**Description of the task:** Present the lines of the material below as a Markdown table with the columns "Row" and "Line," starting at the line containing "of the baseboard" and running through the end of the material. Number the rows and leave out blank lines.

**Material to process:**
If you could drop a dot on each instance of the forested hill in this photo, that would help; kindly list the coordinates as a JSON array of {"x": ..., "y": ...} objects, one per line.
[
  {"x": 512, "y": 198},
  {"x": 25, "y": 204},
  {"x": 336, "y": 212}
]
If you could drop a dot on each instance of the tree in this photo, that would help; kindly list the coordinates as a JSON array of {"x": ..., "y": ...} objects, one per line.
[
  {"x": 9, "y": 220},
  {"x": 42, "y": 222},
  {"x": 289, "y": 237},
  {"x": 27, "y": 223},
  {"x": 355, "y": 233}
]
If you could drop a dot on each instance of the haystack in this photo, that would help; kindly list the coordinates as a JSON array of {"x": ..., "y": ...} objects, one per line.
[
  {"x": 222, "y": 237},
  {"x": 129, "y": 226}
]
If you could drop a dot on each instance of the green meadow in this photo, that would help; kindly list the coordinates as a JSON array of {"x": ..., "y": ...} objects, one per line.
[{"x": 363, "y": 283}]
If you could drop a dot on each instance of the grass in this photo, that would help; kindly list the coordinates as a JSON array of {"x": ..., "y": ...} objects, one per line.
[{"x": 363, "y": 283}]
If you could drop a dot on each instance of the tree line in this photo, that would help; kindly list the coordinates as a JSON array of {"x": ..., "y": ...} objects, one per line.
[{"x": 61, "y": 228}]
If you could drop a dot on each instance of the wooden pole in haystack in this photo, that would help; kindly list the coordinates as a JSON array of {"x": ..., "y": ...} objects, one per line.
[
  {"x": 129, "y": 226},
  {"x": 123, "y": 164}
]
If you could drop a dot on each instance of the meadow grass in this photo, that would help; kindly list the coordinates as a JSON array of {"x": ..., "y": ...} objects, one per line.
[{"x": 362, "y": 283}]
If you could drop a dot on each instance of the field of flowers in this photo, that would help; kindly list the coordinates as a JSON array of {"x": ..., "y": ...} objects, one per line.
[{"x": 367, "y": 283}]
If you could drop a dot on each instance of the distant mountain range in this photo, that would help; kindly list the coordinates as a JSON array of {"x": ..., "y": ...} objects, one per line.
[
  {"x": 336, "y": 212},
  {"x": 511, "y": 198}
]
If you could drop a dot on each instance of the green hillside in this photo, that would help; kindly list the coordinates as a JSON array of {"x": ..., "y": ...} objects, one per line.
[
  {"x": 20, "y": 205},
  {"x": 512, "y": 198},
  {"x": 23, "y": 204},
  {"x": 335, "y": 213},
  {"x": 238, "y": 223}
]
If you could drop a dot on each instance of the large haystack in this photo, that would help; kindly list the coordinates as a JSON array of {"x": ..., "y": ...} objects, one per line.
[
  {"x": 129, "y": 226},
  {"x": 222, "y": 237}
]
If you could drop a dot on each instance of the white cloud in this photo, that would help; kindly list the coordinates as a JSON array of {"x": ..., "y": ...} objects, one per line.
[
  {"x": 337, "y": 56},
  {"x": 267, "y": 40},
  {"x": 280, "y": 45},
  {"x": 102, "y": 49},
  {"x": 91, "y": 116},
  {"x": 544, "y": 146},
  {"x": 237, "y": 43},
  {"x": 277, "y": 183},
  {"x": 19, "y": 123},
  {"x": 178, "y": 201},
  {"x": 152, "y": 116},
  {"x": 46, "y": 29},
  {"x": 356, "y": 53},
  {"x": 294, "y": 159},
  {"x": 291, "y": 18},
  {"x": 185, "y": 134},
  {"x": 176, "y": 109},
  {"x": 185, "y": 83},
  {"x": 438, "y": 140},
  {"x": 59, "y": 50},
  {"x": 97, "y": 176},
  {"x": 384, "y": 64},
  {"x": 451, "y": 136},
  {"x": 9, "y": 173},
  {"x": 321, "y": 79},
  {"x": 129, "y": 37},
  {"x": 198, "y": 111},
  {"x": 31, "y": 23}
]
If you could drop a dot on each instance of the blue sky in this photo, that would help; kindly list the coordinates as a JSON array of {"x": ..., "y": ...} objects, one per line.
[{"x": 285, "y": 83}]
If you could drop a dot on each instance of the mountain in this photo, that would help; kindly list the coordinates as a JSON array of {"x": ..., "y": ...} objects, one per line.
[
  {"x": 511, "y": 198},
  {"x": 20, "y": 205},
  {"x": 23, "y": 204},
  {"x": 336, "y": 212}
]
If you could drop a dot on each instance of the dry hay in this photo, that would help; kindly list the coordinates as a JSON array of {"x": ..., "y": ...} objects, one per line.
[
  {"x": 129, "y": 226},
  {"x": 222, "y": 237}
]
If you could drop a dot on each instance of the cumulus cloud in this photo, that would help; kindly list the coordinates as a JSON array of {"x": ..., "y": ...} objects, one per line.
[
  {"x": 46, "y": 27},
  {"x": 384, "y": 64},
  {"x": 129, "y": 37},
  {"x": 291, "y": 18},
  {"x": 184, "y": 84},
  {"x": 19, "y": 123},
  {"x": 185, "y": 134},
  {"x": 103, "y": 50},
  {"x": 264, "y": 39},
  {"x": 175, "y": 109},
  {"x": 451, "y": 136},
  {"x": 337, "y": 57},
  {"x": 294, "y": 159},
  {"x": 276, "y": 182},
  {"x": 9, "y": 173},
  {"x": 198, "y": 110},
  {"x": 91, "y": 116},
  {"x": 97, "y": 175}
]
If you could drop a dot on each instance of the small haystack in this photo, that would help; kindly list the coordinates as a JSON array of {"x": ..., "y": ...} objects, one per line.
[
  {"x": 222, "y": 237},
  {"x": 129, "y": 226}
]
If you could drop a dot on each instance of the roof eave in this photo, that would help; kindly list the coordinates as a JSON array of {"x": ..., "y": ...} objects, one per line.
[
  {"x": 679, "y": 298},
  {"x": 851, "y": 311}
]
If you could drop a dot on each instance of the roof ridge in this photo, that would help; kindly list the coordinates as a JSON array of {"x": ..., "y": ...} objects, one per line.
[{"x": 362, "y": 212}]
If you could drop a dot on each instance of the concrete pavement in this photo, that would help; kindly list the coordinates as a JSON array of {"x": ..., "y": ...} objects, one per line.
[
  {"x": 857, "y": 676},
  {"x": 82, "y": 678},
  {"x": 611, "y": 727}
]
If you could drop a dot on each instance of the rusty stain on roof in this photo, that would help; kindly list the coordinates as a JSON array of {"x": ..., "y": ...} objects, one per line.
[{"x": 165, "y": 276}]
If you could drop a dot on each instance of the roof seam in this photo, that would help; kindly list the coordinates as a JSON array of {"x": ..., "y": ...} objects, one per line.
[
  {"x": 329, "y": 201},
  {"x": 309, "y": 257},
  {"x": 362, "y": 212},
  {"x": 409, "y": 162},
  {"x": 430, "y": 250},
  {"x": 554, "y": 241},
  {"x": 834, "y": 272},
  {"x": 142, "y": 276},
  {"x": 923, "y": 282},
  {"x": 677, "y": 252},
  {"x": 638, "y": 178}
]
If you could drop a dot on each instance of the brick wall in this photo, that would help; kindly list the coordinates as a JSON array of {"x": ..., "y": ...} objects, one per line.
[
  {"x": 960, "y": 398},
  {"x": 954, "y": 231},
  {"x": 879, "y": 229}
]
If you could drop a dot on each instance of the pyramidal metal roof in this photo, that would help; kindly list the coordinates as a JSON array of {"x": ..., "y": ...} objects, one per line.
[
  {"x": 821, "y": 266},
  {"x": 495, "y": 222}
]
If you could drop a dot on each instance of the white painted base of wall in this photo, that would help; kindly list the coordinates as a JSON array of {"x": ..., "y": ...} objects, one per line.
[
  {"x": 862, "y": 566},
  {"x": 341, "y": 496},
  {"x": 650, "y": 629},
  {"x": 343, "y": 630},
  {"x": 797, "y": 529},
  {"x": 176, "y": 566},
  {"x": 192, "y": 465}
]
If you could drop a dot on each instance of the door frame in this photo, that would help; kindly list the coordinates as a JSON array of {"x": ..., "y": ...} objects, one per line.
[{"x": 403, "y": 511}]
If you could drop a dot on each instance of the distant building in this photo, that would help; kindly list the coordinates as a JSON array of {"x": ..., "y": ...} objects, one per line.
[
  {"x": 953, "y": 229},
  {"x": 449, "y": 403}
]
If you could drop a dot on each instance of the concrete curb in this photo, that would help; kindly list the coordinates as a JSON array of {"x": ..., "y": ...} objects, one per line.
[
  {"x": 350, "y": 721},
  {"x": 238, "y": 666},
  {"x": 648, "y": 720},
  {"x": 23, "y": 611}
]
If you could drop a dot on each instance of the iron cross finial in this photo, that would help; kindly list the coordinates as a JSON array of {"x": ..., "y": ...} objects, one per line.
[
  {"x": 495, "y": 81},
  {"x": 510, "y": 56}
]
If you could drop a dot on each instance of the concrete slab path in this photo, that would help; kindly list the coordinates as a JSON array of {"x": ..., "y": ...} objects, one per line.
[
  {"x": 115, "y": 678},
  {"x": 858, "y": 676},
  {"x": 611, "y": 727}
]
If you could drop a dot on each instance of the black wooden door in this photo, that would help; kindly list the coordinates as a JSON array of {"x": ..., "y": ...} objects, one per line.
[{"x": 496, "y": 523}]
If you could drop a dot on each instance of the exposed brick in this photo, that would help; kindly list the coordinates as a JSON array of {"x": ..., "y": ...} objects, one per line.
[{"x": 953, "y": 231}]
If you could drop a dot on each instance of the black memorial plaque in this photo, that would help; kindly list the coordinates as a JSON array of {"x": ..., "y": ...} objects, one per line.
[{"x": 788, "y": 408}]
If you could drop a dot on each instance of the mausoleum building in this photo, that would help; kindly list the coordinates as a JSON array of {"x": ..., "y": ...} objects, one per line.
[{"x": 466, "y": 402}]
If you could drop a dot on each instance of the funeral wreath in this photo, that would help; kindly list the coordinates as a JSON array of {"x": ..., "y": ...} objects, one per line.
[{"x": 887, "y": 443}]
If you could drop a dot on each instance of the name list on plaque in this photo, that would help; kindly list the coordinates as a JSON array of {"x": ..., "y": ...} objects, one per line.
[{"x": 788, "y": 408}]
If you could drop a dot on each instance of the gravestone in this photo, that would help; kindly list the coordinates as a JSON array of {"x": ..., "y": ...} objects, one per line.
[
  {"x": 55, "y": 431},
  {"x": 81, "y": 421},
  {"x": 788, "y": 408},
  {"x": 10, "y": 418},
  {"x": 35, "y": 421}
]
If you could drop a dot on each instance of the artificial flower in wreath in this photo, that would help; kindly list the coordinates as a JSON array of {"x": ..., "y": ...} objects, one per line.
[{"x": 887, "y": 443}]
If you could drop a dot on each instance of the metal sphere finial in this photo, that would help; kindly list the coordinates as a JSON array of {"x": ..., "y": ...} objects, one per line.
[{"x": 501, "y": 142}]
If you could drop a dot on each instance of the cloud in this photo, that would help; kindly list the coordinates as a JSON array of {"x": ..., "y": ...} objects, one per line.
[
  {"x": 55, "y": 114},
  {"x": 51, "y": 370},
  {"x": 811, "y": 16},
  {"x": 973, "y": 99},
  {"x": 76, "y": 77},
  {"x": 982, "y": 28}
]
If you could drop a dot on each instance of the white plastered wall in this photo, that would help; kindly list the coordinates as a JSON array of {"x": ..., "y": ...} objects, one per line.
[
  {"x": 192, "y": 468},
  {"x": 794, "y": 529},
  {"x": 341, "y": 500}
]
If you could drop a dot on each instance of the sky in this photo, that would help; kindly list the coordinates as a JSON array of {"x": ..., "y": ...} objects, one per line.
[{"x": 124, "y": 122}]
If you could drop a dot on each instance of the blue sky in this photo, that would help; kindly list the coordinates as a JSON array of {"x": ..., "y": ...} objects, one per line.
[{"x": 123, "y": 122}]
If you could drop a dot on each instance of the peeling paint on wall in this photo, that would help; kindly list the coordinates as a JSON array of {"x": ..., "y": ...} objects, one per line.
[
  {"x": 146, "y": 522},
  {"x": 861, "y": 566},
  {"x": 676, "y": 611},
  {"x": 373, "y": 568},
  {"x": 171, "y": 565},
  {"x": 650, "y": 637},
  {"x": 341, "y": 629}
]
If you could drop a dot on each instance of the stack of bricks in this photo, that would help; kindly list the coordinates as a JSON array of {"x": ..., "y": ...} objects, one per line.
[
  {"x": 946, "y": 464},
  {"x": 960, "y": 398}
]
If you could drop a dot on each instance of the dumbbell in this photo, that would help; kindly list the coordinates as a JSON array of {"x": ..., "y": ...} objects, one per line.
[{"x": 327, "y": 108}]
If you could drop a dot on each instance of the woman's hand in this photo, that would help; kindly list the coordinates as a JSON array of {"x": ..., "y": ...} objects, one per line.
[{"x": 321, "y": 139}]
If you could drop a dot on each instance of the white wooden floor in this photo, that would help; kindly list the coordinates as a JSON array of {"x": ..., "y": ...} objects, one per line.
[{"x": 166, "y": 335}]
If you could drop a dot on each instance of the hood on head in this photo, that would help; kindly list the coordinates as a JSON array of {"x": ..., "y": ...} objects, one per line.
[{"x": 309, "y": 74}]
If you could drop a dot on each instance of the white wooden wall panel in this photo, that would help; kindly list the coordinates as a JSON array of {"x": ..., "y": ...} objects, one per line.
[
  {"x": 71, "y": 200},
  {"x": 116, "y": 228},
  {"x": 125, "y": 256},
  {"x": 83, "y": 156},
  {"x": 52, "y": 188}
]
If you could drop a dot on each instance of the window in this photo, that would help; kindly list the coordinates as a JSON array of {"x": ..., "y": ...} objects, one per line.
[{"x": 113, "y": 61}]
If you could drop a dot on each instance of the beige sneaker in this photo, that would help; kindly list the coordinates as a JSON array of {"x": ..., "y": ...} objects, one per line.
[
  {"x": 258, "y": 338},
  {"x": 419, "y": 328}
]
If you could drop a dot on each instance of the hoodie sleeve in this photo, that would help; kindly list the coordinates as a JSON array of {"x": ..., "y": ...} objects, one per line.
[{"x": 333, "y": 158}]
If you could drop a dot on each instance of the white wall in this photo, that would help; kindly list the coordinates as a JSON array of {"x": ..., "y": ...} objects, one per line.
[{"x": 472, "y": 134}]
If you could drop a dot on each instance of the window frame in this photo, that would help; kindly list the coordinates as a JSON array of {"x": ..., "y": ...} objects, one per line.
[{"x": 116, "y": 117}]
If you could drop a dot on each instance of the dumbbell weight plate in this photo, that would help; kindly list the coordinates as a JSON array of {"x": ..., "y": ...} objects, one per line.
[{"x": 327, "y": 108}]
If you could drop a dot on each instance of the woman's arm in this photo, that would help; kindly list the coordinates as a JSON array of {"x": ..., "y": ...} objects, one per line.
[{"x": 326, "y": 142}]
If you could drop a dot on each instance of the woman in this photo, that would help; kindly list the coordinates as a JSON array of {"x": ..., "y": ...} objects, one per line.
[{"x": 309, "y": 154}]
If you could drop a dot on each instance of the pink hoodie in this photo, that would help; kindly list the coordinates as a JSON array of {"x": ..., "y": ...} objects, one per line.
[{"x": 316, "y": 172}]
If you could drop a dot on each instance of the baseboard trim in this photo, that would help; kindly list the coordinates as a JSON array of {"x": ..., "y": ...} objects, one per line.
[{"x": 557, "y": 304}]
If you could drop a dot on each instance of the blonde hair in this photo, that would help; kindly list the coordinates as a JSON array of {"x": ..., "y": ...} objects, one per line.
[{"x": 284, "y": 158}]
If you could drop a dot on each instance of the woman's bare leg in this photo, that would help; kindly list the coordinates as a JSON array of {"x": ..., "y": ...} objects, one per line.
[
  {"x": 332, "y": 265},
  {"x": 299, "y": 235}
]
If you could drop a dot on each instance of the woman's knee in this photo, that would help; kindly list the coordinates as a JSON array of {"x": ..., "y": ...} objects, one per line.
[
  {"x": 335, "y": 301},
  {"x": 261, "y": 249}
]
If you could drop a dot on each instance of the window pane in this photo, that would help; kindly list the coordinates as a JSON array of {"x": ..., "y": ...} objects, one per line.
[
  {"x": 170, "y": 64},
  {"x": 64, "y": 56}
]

**Exercise answer:**
| Row | Line |
|---|---|
| 1 | If you could drop a dot on each instance of the baseboard trim in this photo, that would help; kindly list the coordinates as a JSON array of {"x": ..., "y": ...} objects, one per line. |
| 2 | [{"x": 557, "y": 304}] |
| 3 | If you could drop a dot on each instance of the blonde hair in this photo, that would help; kindly list the coordinates as a JSON array of {"x": ..., "y": ...} objects, one per line. |
| 4 | [{"x": 284, "y": 158}] |
| 5 | If you could drop a dot on each instance of the woman's bare leg in this photo, that would help; kindly list the coordinates as a JSON array of {"x": ..., "y": ...} objects, one per line. |
| 6 | [ |
| 7 |   {"x": 332, "y": 265}, |
| 8 |   {"x": 299, "y": 235} |
| 9 | ] |
| 10 | If you could drop a dot on each instance of the woman's knee in this photo, that would help; kindly list the coordinates as a JSON array of {"x": ..., "y": ...} objects, one per line. |
| 11 | [ |
| 12 |   {"x": 335, "y": 301}, |
| 13 |   {"x": 261, "y": 249} |
| 14 | ] |
| 15 | If you could drop a dot on each instance of the window pane in this photo, that would help; kindly list the coordinates as a JSON array of {"x": ..., "y": ...} objects, one per line. |
| 16 | [ |
| 17 |   {"x": 170, "y": 64}, |
| 18 |   {"x": 64, "y": 56} |
| 19 | ] |